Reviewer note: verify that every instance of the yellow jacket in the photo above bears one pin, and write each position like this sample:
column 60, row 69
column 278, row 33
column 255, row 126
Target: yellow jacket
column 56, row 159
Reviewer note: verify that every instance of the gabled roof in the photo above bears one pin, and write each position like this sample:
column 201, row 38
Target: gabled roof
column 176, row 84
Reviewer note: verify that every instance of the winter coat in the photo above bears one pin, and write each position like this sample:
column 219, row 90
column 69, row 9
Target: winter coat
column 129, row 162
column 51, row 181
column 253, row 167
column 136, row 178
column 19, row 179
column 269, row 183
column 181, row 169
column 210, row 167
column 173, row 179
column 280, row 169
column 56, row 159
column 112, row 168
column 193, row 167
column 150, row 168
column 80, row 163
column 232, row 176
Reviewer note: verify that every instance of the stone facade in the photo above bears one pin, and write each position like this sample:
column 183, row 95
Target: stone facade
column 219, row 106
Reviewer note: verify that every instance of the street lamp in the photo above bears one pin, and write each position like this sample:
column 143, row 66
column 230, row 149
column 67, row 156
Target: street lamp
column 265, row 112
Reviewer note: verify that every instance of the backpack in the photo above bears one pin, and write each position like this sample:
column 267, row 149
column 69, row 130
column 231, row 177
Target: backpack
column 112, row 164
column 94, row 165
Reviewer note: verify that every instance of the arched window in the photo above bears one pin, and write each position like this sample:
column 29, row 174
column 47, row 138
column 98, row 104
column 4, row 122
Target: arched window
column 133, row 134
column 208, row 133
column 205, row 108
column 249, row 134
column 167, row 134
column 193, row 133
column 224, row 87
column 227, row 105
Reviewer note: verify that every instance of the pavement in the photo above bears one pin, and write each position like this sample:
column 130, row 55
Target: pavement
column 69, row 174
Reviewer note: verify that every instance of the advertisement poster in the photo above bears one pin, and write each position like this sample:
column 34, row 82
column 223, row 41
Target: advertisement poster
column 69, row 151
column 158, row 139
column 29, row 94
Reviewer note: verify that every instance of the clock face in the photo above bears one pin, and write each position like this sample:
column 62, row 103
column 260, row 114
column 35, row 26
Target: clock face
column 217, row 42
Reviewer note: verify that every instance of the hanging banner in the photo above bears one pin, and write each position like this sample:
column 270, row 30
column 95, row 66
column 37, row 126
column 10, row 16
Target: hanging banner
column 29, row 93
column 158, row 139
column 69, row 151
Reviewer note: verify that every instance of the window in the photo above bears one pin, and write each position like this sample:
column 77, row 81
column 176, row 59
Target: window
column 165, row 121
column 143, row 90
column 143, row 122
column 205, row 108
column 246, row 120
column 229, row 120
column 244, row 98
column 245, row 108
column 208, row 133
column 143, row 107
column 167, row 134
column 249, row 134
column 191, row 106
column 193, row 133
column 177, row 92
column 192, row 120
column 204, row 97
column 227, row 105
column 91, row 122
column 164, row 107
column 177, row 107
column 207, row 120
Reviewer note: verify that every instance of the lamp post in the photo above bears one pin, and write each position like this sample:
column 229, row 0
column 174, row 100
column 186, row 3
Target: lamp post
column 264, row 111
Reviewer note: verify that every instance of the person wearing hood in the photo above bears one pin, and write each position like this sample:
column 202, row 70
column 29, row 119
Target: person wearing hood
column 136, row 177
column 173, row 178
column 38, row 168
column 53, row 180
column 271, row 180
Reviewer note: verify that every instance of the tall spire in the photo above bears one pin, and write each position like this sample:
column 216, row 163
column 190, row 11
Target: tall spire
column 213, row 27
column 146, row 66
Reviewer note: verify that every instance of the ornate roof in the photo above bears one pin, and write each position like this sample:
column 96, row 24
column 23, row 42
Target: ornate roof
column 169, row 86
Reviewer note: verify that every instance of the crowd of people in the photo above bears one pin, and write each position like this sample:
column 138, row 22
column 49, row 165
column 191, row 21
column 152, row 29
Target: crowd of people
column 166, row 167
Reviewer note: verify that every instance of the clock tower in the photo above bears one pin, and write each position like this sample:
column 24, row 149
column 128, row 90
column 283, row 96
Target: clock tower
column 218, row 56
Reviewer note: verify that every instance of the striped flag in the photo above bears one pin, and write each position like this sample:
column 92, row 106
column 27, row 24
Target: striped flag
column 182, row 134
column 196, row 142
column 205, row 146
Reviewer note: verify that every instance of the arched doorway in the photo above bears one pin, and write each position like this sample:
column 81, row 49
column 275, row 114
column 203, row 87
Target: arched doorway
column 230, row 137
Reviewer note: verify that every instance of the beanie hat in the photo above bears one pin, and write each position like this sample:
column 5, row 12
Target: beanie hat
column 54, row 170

════

→ Set task:
All records above must be set down exactly, please.

→ Exercise solution:
Reviewer note: verify that every instance of the yellow jacket in the photo above bears one pin, and write each position like this sample:
column 60, row 69
column 278, row 33
column 255, row 126
Target: yellow jacket
column 56, row 159
Reviewer note: verify that every instance of the gabled roof in the photo above bears one pin, and write each position like this sample:
column 201, row 38
Target: gabled roof
column 176, row 84
Reviewer note: verify that every instance of the winter coat in the photo above bears one pin, and write each position like this sample:
column 219, row 90
column 69, row 9
Target: winter coat
column 129, row 162
column 51, row 181
column 253, row 167
column 136, row 178
column 19, row 179
column 269, row 183
column 181, row 169
column 210, row 167
column 173, row 179
column 280, row 169
column 56, row 159
column 112, row 168
column 193, row 167
column 150, row 168
column 80, row 163
column 232, row 176
Reviewer note: verify that every instance of the stone facade in the photo above bears one pin, and write each position like this sample:
column 183, row 95
Target: stone facade
column 219, row 106
Reviewer note: verify that every instance of the street lamp in the photo above bears one pin, and write each position like this sample:
column 143, row 66
column 230, row 149
column 67, row 156
Target: street lamp
column 265, row 112
Reviewer note: verify that every instance of the backpack in the photo above bears one pin, and write each position like this sample:
column 267, row 149
column 69, row 130
column 231, row 177
Target: backpack
column 112, row 164
column 94, row 165
Reviewer note: verify that every instance of the arched window in the photo above bears one pin, and write each position like this sample:
column 29, row 174
column 47, row 138
column 98, row 104
column 4, row 122
Target: arched window
column 133, row 134
column 208, row 133
column 205, row 108
column 249, row 134
column 167, row 134
column 193, row 133
column 224, row 87
column 227, row 105
Reviewer note: verify that every instance of the pavement in the photo above bears one pin, and write each position like this sample:
column 130, row 55
Target: pavement
column 69, row 174
Reviewer note: verify that every instance of the advertisement poster in the photo above bears one pin, and write each position like this sample:
column 34, row 82
column 223, row 41
Target: advertisement poster
column 69, row 151
column 158, row 139
column 29, row 94
Reviewer note: verify that every instance of the clock face in the photo above bears one pin, and write each position like this sample:
column 62, row 103
column 260, row 114
column 35, row 26
Target: clock face
column 217, row 42
Reviewer note: verify that every instance of the hanging banner in the photo above bears one pin, and write each position like this sample:
column 270, row 30
column 95, row 66
column 37, row 126
column 10, row 16
Target: hanging banner
column 29, row 93
column 158, row 139
column 69, row 151
Reviewer note: verify that every instance of the window in the photo above bears one pin, and write each position like this sample:
column 77, row 81
column 176, row 59
Target: window
column 165, row 121
column 143, row 90
column 143, row 122
column 205, row 108
column 246, row 120
column 229, row 120
column 244, row 98
column 245, row 108
column 208, row 133
column 143, row 107
column 167, row 134
column 249, row 134
column 191, row 106
column 193, row 133
column 177, row 92
column 192, row 120
column 204, row 97
column 227, row 105
column 91, row 122
column 164, row 107
column 177, row 107
column 207, row 120
Reviewer note: verify that every instance of the lamp post in the photo above bears one pin, and write each position like this sample:
column 229, row 0
column 174, row 100
column 186, row 3
Target: lamp post
column 264, row 111
Reviewer note: verify that every instance of the person wearing hood in the photo above bears one pin, and write each position like this sample:
column 202, row 70
column 29, row 119
Target: person wearing hood
column 136, row 177
column 173, row 178
column 38, row 168
column 53, row 180
column 271, row 180
Reviewer note: verify that every instance of the tall spire in the photo above bears one pin, and write each position like this sample:
column 216, row 163
column 190, row 11
Target: tall spire
column 213, row 27
column 146, row 66
Reviewer note: verify that every instance of the ornate roof in the photo above bears one pin, and write each position like this sample:
column 96, row 24
column 23, row 42
Target: ornate roof
column 169, row 86
Reviewer note: verify that every instance of the crowd of people in the photo above bears one pin, and write each position like this sample:
column 138, row 22
column 49, row 165
column 191, row 21
column 152, row 29
Target: crowd of people
column 166, row 167
Reviewer note: verify that every instance of the clock tower in the photo above bears one pin, and write each position like this sample:
column 24, row 149
column 128, row 90
column 283, row 96
Target: clock tower
column 218, row 56
Reviewer note: verify that every instance of the striped flag in the photo above bears one pin, and write each position like this sample:
column 92, row 106
column 27, row 24
Target: striped flag
column 182, row 134
column 196, row 142
column 205, row 146
Reviewer note: verify that every instance of the arched doorway in the photo above bears one pin, and write each position like this sample:
column 81, row 49
column 275, row 114
column 203, row 87
Target: arched doorway
column 230, row 137
Reviewer note: verify that every instance of the beanie hat in the photo above bears one pin, and write each position like this sample:
column 5, row 12
Target: beanie hat
column 54, row 170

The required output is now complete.